Pull out each line below that contains the word "tall". Copy those lines in their original order.

--- MATERIAL FOR THIS EXERCISE ---

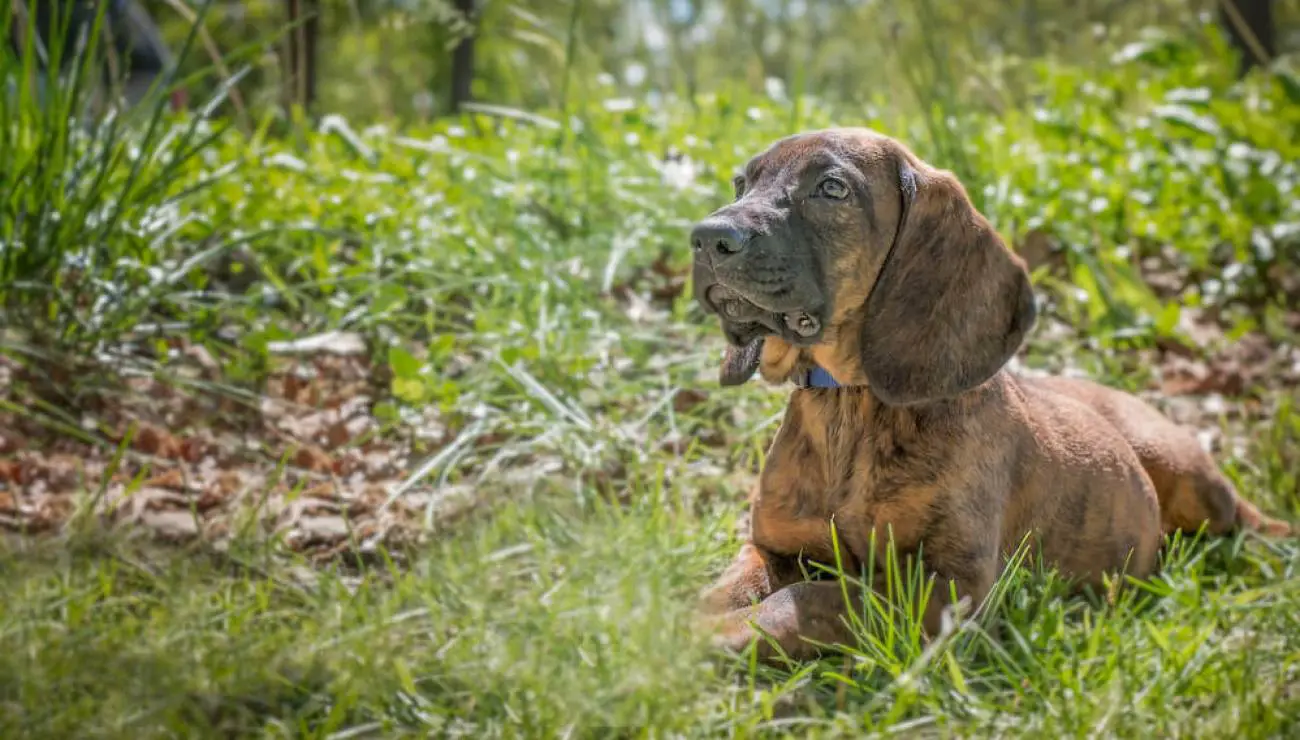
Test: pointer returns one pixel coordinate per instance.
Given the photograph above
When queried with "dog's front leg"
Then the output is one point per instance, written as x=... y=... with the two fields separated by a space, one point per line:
x=802 y=617
x=796 y=618
x=754 y=575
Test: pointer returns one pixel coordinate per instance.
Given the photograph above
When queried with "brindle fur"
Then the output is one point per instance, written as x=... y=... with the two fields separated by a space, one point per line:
x=935 y=442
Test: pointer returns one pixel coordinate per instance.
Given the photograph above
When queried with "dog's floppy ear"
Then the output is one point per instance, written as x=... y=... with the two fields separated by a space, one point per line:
x=950 y=303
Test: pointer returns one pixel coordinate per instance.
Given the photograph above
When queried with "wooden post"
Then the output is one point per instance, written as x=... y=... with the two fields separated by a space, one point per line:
x=1249 y=27
x=463 y=59
x=300 y=82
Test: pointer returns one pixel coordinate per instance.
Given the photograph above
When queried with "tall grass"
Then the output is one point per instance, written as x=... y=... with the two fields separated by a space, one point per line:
x=90 y=189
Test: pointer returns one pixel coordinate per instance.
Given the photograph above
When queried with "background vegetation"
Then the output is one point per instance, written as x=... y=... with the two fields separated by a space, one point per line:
x=365 y=418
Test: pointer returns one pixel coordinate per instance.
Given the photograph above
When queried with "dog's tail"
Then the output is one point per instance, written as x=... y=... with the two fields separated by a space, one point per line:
x=1251 y=518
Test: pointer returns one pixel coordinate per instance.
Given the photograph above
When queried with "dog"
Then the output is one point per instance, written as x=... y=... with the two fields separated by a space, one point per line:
x=865 y=276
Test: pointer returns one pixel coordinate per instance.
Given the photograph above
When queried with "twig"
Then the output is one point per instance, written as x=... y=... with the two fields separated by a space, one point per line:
x=217 y=63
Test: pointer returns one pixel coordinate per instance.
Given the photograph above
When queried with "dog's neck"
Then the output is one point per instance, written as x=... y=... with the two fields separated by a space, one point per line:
x=817 y=376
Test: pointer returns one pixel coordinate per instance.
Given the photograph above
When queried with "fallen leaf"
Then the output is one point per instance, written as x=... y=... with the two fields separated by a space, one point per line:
x=329 y=342
x=170 y=523
x=313 y=458
x=154 y=440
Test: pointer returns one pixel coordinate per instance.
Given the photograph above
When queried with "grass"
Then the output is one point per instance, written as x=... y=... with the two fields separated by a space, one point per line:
x=519 y=288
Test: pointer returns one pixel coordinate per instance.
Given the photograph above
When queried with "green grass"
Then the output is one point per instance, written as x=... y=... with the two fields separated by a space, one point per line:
x=519 y=284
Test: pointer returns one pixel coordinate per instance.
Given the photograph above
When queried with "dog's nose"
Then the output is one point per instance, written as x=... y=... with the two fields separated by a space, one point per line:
x=719 y=237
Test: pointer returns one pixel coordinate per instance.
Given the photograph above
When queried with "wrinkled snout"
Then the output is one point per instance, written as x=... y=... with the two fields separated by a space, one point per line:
x=720 y=238
x=757 y=280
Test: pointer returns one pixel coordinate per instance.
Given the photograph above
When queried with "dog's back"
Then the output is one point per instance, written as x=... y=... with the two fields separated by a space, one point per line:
x=1188 y=484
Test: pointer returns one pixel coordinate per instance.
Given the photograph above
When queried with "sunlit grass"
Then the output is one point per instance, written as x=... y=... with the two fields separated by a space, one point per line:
x=488 y=264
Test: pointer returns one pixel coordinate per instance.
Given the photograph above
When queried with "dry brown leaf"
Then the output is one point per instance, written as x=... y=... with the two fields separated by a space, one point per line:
x=172 y=479
x=172 y=523
x=313 y=458
x=154 y=440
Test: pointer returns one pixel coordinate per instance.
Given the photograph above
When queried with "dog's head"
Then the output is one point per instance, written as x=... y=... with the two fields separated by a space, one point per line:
x=844 y=249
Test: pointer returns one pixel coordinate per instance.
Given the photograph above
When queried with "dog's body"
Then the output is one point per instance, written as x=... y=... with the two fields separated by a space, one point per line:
x=888 y=280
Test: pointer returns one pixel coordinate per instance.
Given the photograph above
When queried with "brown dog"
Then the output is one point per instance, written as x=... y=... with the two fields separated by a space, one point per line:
x=846 y=256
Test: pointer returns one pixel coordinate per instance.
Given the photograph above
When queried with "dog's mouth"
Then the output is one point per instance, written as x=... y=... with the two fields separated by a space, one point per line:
x=744 y=321
x=746 y=324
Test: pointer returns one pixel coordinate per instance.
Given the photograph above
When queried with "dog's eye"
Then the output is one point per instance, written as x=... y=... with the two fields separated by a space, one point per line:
x=739 y=185
x=833 y=189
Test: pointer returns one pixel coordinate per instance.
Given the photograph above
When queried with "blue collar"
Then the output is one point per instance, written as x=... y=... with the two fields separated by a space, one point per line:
x=817 y=376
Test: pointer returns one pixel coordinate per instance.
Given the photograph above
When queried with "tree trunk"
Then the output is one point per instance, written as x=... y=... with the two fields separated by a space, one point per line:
x=463 y=59
x=1249 y=27
x=302 y=52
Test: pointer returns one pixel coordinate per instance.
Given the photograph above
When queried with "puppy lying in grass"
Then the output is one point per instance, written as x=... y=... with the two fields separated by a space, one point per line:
x=867 y=278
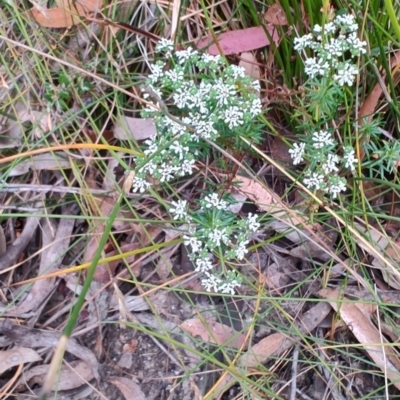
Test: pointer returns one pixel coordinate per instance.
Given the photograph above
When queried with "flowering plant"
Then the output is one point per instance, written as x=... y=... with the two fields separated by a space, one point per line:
x=196 y=100
x=334 y=45
x=221 y=106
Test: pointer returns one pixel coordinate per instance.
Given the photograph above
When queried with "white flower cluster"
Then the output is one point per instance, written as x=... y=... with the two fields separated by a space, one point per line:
x=334 y=45
x=322 y=173
x=228 y=241
x=224 y=102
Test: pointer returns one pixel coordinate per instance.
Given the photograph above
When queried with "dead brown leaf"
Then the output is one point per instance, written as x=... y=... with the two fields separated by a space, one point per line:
x=67 y=14
x=236 y=42
x=48 y=161
x=214 y=332
x=277 y=343
x=30 y=337
x=249 y=62
x=367 y=334
x=18 y=246
x=276 y=15
x=69 y=377
x=129 y=389
x=55 y=242
x=18 y=355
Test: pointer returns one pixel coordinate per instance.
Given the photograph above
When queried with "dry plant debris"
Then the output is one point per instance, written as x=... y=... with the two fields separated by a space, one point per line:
x=107 y=292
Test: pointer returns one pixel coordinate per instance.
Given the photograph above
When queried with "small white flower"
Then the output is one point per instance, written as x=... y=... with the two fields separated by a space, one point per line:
x=255 y=107
x=346 y=74
x=203 y=265
x=357 y=47
x=185 y=55
x=256 y=85
x=297 y=153
x=303 y=42
x=330 y=28
x=167 y=172
x=322 y=139
x=217 y=236
x=152 y=146
x=208 y=59
x=186 y=168
x=335 y=48
x=179 y=210
x=140 y=184
x=347 y=21
x=233 y=117
x=228 y=287
x=156 y=72
x=213 y=201
x=193 y=242
x=252 y=223
x=237 y=72
x=314 y=67
x=182 y=97
x=164 y=45
x=336 y=185
x=149 y=167
x=211 y=282
x=317 y=28
x=224 y=93
x=179 y=149
x=314 y=180
x=175 y=75
x=330 y=164
x=349 y=158
x=204 y=128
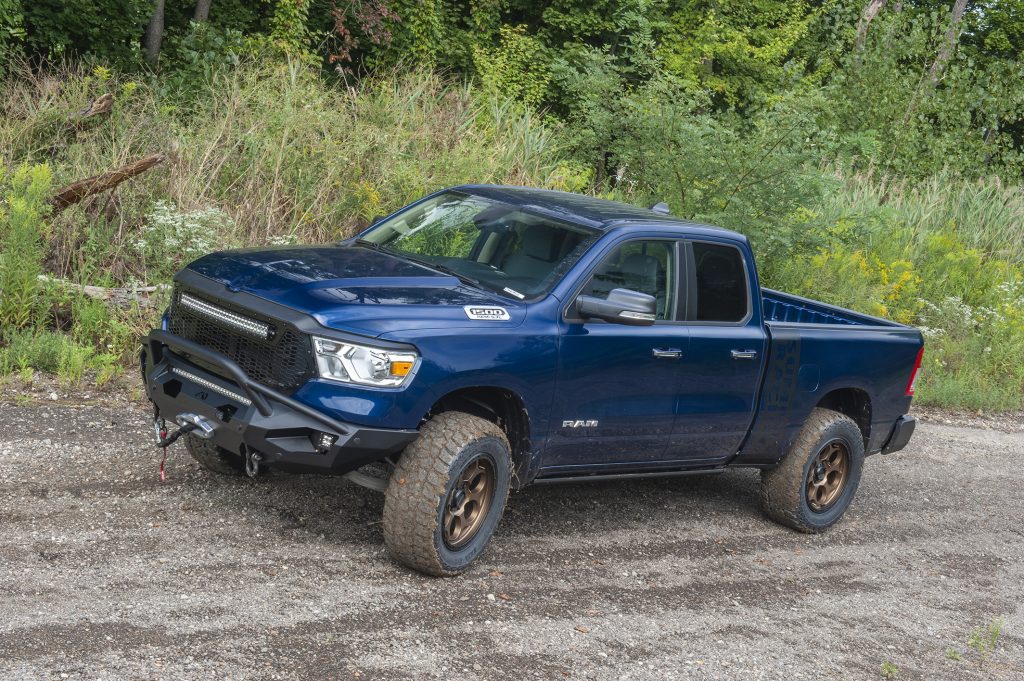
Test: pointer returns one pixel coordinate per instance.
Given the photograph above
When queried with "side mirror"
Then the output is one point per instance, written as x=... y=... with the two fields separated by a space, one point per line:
x=622 y=306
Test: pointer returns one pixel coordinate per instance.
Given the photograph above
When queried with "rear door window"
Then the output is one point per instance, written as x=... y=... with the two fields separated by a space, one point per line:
x=722 y=293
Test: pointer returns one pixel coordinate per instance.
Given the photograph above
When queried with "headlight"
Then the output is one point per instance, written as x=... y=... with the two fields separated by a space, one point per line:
x=349 y=363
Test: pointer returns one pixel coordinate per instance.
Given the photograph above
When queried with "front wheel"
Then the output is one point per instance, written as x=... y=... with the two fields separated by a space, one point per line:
x=813 y=484
x=446 y=494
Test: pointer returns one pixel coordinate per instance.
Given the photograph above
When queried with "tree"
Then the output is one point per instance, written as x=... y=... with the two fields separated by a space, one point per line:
x=949 y=43
x=870 y=11
x=202 y=10
x=155 y=33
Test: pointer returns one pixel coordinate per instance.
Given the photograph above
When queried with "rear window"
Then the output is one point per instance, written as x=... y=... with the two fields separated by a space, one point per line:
x=721 y=278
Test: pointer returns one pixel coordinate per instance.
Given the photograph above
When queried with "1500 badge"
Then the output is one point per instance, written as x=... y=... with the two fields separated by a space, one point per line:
x=486 y=313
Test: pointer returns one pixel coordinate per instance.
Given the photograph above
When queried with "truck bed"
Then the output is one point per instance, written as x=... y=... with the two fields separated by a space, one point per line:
x=785 y=307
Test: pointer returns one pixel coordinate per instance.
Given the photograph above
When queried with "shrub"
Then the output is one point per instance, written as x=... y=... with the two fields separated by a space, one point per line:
x=22 y=233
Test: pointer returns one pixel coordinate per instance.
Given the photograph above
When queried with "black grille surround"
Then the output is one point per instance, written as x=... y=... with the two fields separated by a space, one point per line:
x=284 y=362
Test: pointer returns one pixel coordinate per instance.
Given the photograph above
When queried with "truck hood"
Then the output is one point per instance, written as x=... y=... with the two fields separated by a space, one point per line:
x=354 y=289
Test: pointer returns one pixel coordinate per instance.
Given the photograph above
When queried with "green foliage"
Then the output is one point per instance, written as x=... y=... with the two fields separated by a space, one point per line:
x=866 y=172
x=22 y=232
x=53 y=352
x=11 y=32
x=105 y=30
x=740 y=51
x=984 y=639
x=512 y=68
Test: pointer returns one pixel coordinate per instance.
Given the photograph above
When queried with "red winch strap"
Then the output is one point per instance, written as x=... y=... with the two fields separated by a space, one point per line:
x=163 y=476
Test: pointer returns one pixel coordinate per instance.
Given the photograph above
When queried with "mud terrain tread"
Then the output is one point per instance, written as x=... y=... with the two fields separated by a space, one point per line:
x=419 y=482
x=782 y=486
x=213 y=458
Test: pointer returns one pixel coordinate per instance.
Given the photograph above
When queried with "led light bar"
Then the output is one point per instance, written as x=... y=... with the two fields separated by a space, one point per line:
x=251 y=327
x=213 y=386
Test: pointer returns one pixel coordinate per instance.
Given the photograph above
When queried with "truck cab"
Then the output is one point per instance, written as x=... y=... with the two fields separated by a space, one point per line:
x=485 y=338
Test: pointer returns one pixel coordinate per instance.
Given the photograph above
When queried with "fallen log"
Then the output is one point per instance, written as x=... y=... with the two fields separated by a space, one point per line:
x=122 y=297
x=101 y=104
x=76 y=192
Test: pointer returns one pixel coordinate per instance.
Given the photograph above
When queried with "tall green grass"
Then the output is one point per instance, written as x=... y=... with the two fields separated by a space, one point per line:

---

=== WRITTEN ANSWER ===
When queried with "tall grass"
When queried with "tall green grass"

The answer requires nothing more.